A resposta está nos seus conflitos fundamentais não resolvidos. E atenção: todo mundo tem alguns. Não é patologia, é condição humana.
Os Cinco Tipos Clássicos de Conflitos que Geram Excessos:
1. Conflito Controle vs. Entrega
- Excesso comum: Workaholic, microgestão, vício em planejamento
- Tradução: “Se eu controlar tudo, nada de ruim vai acontecer”
- Desejo oculto: Poder se entregar sem medo de ser abandonado
2. Conflito Conexão vs. Autonomia
- Excesso comum: Vício em relacionamentos ou evitação completa
- Tradução: “Preciso de pessoas” vs. “Pessoas me sufocam”
- Desejo oculto: Intimidade genuína sem perda de identidade
3. Conflito Reconhecimento vs. Autenticidade
- Excesso comum: Vício em aprovação, people pleasing
- Tradução: “Preciso ser amado” vs. “Preciso ser eu mesmo”
- Desejo oculto: Ser aceito exatamente como é
4. Conflito Segurança vs. Crescimento
- Excesso comum: Procrastinação, vício em comfort zone
- Tradução: “Mudança é perigosa” vs. “Estagnação é morte”
- Desejo oculto: Expandir sem perder estabilidade
5. Conflito Prazer vs. Responsabilidade
- Excesso comum: Vício em entretenimento, evitação de comprometimento
- Tradução: “A vida deve ser leve” vs. “A vida é séria”
- Desejo oculto: Leveza sem culpa, seriedade sem peso
O Paradoxo: Quanto Mais Você Luta, Mais Se Fortalecem
Aqui está onde a coisa fica interessante (e frustrante): a resistência alimenta aquilo que você resiste.
Sabe aquela famosa frase “não pense em um elefante rosa”? É impossível, né? Quanto mais você tenta não pensar, mais o elefante rosa fica vívido na sua mente.
Com excessos acontece a mesma coisa, mas amplificado. Quanto mais você luta contra um comportamento compulsivo, mais energia psíquica você dá para ele. É como tentar apagar fogo com gasolina.
Phillips explica que resistência é uma forma de reconhecimento. Quando você resiste a algo obsessivamente, está reconhecendo sua importância. Está dizendo para seu inconsciente: “Isso aqui é fundamental para mim.”
Por isso aquela pessoa que vive dizendo “eu odeio drama” sempre está metida em situações dramáticas. Por isso quem “nunca tem tempo” sempre encontra tempo para Netflix. Por isso quem “não liga para opinião dos outros” vive checando curtidas.
Reflexões Para Mastigar Esta Semana
Antes de você sair correndo para psicoo-analisar todos os seus comportamentos (que seria mais um excesso, a propósito), pensa comigo:
- Qual é o seu excesso mais recorrente? Aquele que aparece independente das suas tentativas de controlar?

══════

- Tarefas do exercício:
• A. Enumere os cinco tipos clássicos de conflito que geram excessos, conforme o trecho selecionado.
• B. Resuma o trecho selecionado em duas frases.
• C. Com base no trecho selecionado, responda às perguntas a seguir, uma por linha, com as mesmas marcas:
(i) Qual é o desejo oculto associado ao conflito Reconhecimento vs. Autenticidade?
(ii) Segundo Phillips, a resistência é uma forma de quê?
(iii) A que o texto compara a luta contra um comportamento compulsivo?

Itens de dados:
══════

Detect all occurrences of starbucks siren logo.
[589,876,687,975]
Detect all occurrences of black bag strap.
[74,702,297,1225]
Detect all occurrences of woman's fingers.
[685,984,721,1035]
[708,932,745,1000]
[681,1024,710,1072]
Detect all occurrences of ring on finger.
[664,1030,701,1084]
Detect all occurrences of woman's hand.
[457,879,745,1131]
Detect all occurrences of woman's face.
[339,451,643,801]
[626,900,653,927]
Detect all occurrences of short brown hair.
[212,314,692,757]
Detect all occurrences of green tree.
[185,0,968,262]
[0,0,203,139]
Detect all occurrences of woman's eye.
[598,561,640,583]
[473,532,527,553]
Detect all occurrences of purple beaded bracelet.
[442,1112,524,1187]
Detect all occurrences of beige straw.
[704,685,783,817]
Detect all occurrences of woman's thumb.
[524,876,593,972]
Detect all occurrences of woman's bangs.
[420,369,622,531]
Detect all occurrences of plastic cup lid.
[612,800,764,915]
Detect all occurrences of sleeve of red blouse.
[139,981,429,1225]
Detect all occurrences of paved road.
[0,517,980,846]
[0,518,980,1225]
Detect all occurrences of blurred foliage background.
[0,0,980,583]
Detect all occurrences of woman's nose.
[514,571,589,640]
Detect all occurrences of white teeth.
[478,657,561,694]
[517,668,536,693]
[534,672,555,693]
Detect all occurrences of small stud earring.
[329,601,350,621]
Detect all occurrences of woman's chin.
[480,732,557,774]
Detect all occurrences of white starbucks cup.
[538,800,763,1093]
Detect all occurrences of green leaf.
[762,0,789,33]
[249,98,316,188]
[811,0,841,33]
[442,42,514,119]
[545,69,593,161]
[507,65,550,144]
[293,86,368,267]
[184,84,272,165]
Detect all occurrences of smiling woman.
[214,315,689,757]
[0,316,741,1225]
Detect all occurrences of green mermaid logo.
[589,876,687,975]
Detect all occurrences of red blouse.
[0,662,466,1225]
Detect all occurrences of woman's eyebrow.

══════

- Respostas do exercício:
• A. Controle vs. Entrega; Conexão vs. Autonomia; Reconhecimento vs. Autenticidade; Segurança vs. Crescimento; Prazer vs. Responsabilidade.

• B. O texto atribui os excessos a conflitos fundamentais não resolvidos, presentes em todas as pessoas, e descreve cinco tipos clássicos, cada um com seu excesso comum, sua tradução e seu desejo oculto. Em seguida, afirma que a resistência alimenta aquilo a que se resiste: quanto mais se luta contra um comportamento compulsivo, mais energia psíquica se dá a ele.

• C.
(i) Ser aceito exatamente como é.
(ii) De reconhecimento.
(iii) A tentar apagar fogo com gasolina.